Tasks for this exercise:
1/ In the messaging fundamentals text, what two things do messages require?
2/ From the messaging fundamentals text, retype the stretch from "Event Notification Messages" through "void OnAppStartup(AppInfo info)" without changing a character.

═════ Document text

Messaging Conceptual Fundamentals

Message-centric systems are naturally flexible, since they focus on the communication patterns of a system instead of concrete behaviors, they are loosely coupled, and they expose the information needed to trace data flows and replace or enrich behavioral components of the system. Building well-designed message-driven systems requires a strong understanding of general messaging patterns and message types. What are the messaging fundamentals?

Abstract Messages Picture


1. Messaging Basics


What is a message?

A message is any communication of information between one sender and one intended receiver.

A message with a single intended receiver may still be received by others, either due to relaying the message, or due to the nature of the medium.

What is the value of a message?

Messages are inherently flexible, replicable, and asynchronous. They are the foundations of all communication.

What are the chief limitations of messages?

Messages require a shared communication protocol, and shared context.

How many types of message exist?

There are a near infinite number of subtypes of messages, but only two fundamental message types.


2. High-Level Message Types


Event Notification Messages

A message created solely as a one-way means of providing information. No expectations are attached. Recipients are allowed to interpret the message as they see fit. No acknowledgement is required.

When a subtype or subcategory of Event is used, this is a means of providing additional context to the recipient. Message headers are another means of providing message context.

Examples:

  • Sign with text: “Store Hours: 9am-5pm, M-F”
  • Company email: “Donuts are available in the breakroom downstairs. First come, first serve.”
  • Text message to friend: “Really bad traffic… running 15 mins late.”
  • Void method signatures: void OnAppStartup(AppInfo info)

══════════
═════ Extracted records

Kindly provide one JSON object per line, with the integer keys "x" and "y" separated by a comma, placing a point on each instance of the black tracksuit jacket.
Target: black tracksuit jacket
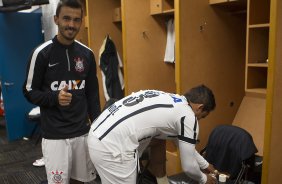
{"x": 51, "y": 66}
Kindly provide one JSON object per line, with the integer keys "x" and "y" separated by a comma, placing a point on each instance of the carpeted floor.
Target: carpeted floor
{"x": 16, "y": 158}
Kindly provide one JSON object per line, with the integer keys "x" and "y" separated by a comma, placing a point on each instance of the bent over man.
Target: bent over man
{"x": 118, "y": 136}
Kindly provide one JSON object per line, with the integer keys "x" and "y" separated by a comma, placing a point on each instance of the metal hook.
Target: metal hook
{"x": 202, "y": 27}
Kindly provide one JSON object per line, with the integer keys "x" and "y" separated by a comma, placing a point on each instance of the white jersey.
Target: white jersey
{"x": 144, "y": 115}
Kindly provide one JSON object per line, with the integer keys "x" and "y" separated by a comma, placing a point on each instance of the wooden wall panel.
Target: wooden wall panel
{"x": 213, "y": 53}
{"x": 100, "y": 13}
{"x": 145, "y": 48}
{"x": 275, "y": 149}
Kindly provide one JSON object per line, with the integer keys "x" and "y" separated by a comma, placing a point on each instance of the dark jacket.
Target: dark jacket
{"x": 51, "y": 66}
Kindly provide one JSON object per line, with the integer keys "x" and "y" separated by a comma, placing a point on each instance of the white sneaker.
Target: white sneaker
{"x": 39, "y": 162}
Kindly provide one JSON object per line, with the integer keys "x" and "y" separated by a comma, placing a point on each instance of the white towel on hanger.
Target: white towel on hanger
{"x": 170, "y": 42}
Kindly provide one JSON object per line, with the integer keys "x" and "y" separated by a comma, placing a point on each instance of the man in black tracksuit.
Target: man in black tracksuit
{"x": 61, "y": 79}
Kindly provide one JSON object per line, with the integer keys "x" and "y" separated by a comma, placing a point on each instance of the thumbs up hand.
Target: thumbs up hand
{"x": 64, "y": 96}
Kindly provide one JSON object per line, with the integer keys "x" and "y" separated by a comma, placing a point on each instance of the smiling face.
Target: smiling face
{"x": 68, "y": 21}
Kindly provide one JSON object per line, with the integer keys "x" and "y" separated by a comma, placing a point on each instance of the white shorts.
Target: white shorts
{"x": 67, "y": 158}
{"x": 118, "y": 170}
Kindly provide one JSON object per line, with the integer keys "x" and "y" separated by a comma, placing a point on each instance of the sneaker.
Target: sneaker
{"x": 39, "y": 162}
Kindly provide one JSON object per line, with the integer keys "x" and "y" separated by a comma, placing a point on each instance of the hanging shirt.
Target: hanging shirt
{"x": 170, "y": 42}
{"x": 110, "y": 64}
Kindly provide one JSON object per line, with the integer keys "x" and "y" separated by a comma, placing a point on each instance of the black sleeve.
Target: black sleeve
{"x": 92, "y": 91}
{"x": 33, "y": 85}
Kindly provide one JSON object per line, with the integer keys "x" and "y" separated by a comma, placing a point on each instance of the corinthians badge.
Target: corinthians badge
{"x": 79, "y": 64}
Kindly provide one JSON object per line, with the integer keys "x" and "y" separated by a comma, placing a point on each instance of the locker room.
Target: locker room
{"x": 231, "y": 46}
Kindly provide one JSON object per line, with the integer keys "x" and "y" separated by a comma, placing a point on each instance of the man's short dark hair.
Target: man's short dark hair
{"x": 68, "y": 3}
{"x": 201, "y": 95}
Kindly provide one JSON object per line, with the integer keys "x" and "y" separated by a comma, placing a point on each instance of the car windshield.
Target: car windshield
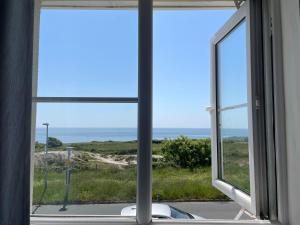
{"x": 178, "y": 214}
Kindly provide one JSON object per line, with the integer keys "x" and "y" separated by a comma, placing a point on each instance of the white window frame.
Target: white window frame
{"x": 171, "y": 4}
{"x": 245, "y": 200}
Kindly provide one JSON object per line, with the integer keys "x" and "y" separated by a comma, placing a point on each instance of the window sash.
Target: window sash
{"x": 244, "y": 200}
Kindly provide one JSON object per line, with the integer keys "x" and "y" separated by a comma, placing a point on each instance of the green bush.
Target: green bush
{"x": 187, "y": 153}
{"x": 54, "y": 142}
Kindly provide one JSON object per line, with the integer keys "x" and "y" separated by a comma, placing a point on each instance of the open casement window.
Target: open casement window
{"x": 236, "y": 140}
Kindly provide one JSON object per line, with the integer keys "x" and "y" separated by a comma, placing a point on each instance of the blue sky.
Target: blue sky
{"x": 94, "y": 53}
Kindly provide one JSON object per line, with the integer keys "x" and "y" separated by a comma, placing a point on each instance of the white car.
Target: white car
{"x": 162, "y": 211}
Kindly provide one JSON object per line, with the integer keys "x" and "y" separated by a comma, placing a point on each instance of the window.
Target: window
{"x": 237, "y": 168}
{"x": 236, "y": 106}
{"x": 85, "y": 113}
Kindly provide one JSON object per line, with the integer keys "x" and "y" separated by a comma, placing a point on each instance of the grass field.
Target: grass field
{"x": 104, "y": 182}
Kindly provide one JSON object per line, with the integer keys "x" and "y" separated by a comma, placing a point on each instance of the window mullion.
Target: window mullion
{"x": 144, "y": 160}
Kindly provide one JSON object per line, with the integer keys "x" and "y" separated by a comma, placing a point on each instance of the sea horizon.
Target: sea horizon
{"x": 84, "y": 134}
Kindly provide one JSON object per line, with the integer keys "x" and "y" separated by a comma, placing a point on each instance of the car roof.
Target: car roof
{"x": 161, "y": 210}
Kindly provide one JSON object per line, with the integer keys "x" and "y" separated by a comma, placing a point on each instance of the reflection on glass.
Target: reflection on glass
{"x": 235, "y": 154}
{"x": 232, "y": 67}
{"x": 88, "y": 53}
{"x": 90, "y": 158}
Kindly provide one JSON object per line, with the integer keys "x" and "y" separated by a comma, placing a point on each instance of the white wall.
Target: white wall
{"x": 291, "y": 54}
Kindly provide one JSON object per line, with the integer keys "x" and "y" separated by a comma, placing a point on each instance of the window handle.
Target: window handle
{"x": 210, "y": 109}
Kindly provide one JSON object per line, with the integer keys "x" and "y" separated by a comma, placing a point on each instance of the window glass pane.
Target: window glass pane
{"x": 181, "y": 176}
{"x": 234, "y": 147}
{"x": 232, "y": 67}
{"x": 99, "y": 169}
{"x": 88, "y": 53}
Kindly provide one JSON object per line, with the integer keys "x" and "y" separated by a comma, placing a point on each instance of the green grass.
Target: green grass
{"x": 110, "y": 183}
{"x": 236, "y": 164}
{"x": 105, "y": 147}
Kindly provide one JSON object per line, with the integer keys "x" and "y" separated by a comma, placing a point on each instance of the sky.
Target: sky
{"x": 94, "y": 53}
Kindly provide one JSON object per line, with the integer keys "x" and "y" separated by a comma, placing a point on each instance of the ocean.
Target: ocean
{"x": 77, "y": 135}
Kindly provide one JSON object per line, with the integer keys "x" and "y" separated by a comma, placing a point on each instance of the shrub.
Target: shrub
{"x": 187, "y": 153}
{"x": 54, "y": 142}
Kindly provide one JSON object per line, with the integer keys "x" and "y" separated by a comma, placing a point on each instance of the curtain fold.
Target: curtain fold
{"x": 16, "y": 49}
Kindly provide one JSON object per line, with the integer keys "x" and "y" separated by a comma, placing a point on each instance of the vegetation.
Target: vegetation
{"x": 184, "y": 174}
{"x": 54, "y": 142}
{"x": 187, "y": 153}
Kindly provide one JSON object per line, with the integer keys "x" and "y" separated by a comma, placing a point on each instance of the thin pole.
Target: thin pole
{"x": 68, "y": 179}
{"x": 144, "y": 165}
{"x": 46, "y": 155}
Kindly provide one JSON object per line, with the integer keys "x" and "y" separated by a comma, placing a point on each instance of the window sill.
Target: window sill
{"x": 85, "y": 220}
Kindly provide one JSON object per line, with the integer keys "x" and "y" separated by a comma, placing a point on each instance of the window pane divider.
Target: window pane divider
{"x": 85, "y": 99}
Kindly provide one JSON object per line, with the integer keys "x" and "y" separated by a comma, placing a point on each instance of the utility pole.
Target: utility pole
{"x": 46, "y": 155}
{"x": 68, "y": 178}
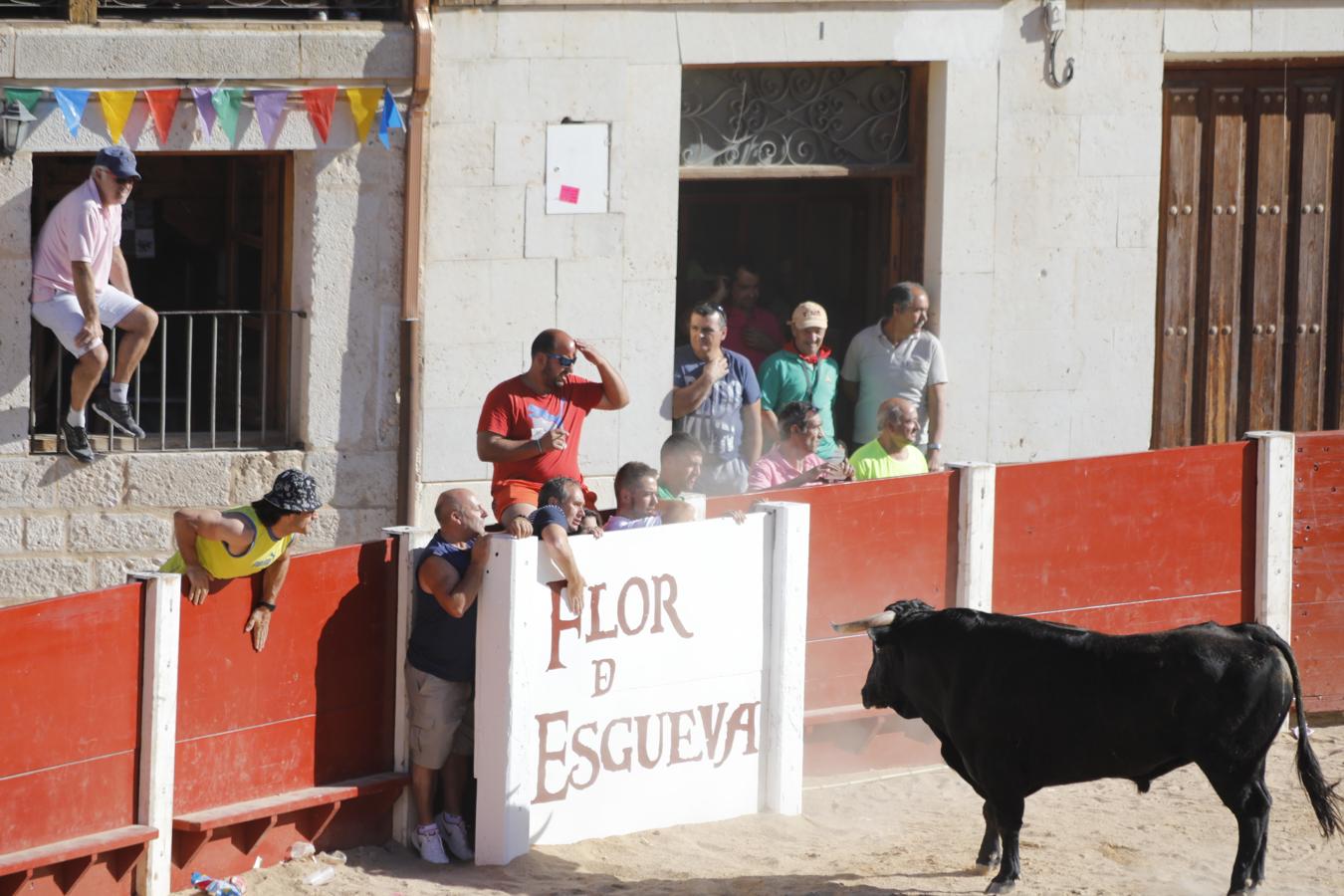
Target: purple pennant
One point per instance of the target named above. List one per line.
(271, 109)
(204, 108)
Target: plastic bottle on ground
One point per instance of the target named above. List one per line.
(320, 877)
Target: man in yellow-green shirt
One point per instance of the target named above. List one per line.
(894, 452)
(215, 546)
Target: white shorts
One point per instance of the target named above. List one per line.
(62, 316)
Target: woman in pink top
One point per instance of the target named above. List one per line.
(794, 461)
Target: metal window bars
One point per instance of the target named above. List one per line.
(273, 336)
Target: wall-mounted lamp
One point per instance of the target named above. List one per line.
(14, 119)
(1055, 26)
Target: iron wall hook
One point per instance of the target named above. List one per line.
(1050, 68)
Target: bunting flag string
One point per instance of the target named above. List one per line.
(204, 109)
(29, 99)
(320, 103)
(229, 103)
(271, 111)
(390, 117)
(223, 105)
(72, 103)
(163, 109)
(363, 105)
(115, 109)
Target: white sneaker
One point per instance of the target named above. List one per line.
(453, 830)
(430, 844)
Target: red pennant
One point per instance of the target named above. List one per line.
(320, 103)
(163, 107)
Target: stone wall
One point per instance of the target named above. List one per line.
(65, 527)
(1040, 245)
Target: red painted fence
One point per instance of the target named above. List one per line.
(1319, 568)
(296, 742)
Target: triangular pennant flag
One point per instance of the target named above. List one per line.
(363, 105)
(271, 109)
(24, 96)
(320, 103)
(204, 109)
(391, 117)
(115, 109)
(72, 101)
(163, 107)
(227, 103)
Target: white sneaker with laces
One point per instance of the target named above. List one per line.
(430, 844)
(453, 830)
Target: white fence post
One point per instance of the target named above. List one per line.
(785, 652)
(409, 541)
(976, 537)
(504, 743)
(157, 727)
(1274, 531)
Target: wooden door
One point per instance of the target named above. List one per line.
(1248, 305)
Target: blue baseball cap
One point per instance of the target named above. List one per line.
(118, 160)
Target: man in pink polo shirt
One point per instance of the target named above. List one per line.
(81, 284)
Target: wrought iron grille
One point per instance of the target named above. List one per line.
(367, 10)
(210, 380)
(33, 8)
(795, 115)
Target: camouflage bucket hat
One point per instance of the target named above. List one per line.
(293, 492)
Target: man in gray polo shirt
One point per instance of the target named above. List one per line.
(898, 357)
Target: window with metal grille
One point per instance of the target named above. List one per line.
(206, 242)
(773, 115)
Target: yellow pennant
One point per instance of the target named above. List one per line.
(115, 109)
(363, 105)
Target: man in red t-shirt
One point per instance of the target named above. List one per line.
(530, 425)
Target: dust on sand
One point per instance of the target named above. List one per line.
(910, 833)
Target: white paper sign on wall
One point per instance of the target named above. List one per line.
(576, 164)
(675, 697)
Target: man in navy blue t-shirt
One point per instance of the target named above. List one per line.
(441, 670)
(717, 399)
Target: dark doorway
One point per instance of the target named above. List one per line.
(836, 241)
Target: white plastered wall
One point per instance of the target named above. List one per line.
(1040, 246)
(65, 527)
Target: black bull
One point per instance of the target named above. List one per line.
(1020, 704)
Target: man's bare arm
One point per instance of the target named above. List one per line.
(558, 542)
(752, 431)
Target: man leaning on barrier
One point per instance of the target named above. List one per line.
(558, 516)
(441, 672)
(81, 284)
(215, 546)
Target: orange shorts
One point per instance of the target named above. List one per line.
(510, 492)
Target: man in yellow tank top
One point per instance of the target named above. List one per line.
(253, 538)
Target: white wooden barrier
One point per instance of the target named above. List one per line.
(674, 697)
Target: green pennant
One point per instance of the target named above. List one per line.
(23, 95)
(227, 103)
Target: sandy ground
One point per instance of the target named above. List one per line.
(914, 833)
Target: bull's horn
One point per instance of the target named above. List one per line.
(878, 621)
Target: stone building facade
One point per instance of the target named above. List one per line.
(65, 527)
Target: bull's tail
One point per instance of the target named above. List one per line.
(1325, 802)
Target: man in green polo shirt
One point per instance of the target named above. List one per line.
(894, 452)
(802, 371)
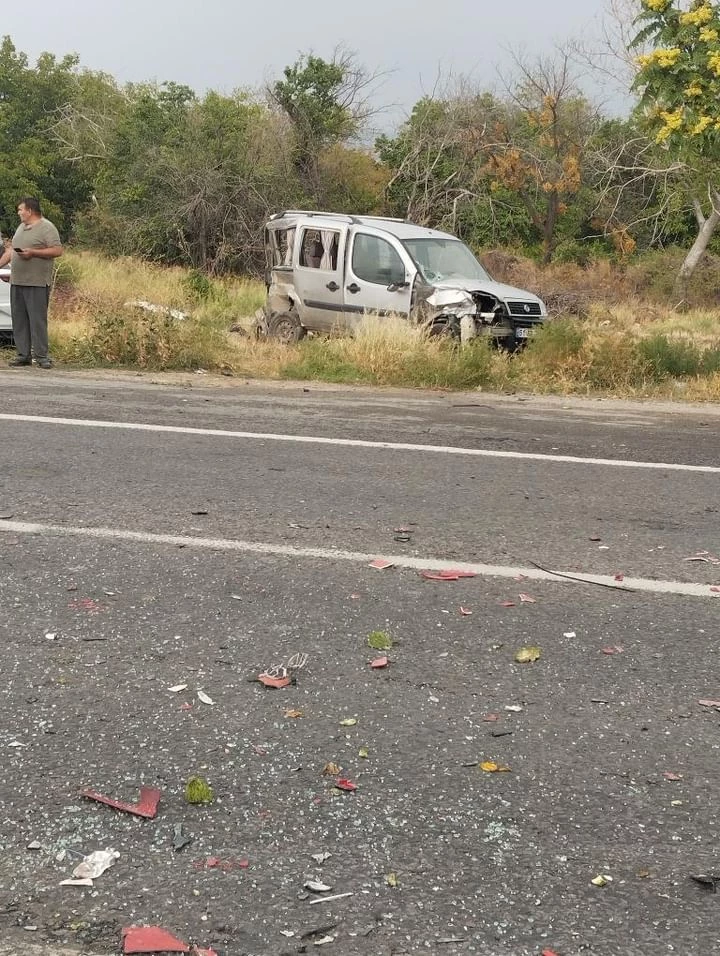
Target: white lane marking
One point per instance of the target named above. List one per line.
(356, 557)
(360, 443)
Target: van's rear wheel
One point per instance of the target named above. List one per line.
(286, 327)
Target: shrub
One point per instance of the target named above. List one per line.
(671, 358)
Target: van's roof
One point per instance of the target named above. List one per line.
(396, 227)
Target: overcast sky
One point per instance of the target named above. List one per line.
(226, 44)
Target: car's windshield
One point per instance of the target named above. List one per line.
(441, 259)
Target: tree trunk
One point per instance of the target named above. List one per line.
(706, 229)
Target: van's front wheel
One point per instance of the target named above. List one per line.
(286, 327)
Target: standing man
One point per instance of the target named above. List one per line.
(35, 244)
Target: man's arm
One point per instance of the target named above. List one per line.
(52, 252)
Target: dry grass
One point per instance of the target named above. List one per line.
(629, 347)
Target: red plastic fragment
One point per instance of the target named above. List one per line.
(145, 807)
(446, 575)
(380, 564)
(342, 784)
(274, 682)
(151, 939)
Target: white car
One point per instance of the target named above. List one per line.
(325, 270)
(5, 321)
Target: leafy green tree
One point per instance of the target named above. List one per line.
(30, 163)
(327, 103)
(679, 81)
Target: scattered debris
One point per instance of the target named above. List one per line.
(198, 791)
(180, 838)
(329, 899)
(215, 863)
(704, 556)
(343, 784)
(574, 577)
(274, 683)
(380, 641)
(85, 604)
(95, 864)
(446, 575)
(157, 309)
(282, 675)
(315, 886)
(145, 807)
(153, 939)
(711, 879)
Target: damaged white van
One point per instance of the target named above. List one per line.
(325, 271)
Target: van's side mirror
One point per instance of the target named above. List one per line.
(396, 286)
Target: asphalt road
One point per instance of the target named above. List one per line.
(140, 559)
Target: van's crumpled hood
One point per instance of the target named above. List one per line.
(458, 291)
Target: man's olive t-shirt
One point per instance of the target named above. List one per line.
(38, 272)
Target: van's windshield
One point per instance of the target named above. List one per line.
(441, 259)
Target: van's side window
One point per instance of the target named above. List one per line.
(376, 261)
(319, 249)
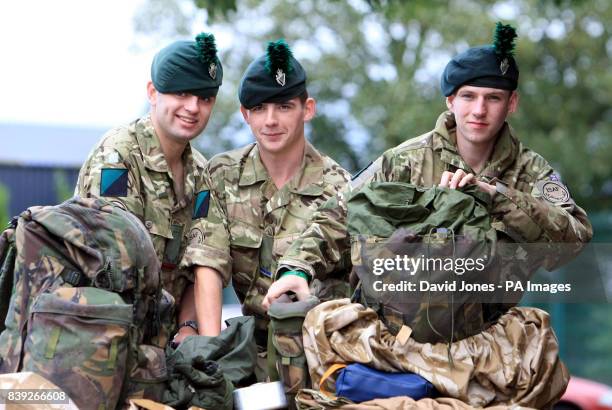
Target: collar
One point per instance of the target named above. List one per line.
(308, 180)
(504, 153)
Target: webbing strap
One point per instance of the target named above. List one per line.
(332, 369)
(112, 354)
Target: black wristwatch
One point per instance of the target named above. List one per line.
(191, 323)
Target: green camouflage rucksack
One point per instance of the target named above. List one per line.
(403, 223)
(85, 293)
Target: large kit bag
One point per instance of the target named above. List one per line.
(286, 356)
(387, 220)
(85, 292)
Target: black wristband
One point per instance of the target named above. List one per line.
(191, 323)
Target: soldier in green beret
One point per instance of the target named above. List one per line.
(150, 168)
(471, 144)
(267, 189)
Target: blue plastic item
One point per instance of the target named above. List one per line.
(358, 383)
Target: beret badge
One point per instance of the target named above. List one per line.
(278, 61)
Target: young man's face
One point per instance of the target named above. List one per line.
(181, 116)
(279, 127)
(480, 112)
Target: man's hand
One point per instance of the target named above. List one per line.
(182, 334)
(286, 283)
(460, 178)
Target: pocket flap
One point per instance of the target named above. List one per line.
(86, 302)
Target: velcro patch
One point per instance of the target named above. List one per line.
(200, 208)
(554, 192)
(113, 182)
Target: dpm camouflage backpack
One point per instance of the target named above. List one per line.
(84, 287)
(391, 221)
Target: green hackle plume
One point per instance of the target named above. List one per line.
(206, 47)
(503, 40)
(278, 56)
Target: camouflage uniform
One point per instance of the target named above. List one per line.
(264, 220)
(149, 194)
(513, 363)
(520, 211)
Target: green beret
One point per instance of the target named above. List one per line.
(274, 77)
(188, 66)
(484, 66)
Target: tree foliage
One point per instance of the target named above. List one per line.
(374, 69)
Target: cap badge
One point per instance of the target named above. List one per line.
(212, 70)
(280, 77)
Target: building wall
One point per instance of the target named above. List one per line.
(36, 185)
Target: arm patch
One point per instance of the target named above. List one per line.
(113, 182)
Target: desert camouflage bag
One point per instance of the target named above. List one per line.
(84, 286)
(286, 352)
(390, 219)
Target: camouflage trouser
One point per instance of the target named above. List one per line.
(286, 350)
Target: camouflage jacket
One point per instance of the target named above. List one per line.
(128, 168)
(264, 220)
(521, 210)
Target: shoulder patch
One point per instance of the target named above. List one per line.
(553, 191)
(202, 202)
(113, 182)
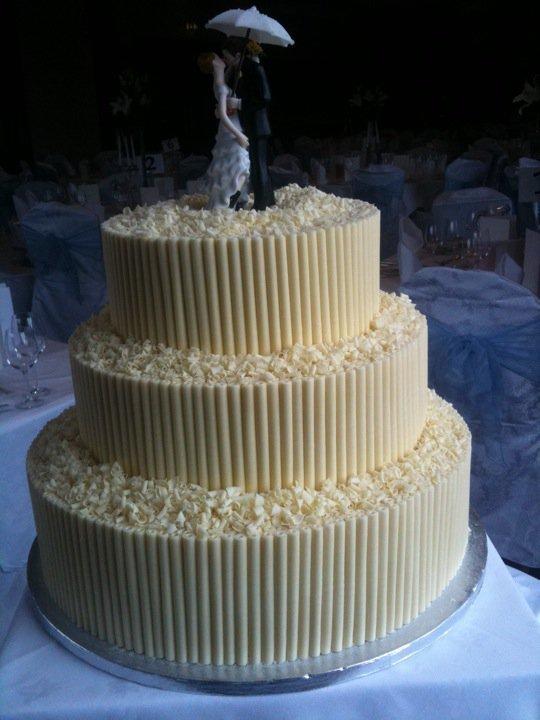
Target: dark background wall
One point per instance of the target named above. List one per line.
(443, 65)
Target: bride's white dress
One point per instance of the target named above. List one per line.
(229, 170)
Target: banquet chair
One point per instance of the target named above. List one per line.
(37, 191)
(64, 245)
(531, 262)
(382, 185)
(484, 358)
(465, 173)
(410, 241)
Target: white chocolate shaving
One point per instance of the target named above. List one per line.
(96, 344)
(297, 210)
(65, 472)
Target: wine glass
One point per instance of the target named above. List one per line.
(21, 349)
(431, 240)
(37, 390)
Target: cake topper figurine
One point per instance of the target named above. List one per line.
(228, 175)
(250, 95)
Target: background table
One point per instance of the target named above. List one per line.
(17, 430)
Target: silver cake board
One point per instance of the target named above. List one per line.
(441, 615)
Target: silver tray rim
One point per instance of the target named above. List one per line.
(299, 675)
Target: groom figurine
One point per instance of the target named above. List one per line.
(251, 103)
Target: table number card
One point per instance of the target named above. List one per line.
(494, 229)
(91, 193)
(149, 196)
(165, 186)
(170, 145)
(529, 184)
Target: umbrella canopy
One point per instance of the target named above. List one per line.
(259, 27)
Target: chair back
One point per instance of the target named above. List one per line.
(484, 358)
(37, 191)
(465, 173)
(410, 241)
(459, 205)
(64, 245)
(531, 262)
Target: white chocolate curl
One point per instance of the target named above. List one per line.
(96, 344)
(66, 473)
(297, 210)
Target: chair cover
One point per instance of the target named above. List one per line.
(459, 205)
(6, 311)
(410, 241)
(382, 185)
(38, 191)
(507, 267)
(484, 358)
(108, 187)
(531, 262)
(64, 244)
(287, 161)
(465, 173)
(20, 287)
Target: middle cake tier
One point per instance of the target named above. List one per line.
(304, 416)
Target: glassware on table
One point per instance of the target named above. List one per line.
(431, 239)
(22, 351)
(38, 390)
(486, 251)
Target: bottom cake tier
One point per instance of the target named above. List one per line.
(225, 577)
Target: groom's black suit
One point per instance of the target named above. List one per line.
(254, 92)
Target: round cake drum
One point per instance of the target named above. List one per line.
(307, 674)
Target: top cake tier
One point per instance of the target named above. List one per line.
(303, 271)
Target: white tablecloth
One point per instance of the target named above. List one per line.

══════════

Responses by task:
1/ A shared communication protocol and shared context.

2/
Event Notification Messages

A message created solely as a one-way means of providing information. No expectations are attached. Recipients are allowed to interpret the message as they see fit. No acknowledgement is required.

When a subtype or subcategory of Event is used, this is a means of providing additional context to the recipient. Message headers are another means of providing message context.

Examples:

  • Sign with text: “Store Hours: 9am-5pm, M-F”
  • Company email: “Donuts are available in the breakroom downstairs. First come, first serve.”
  • Text message to friend: “Really bad traffic… running 15 mins late.”
  • Void method signatures: void OnAppStartup(AppInfo info)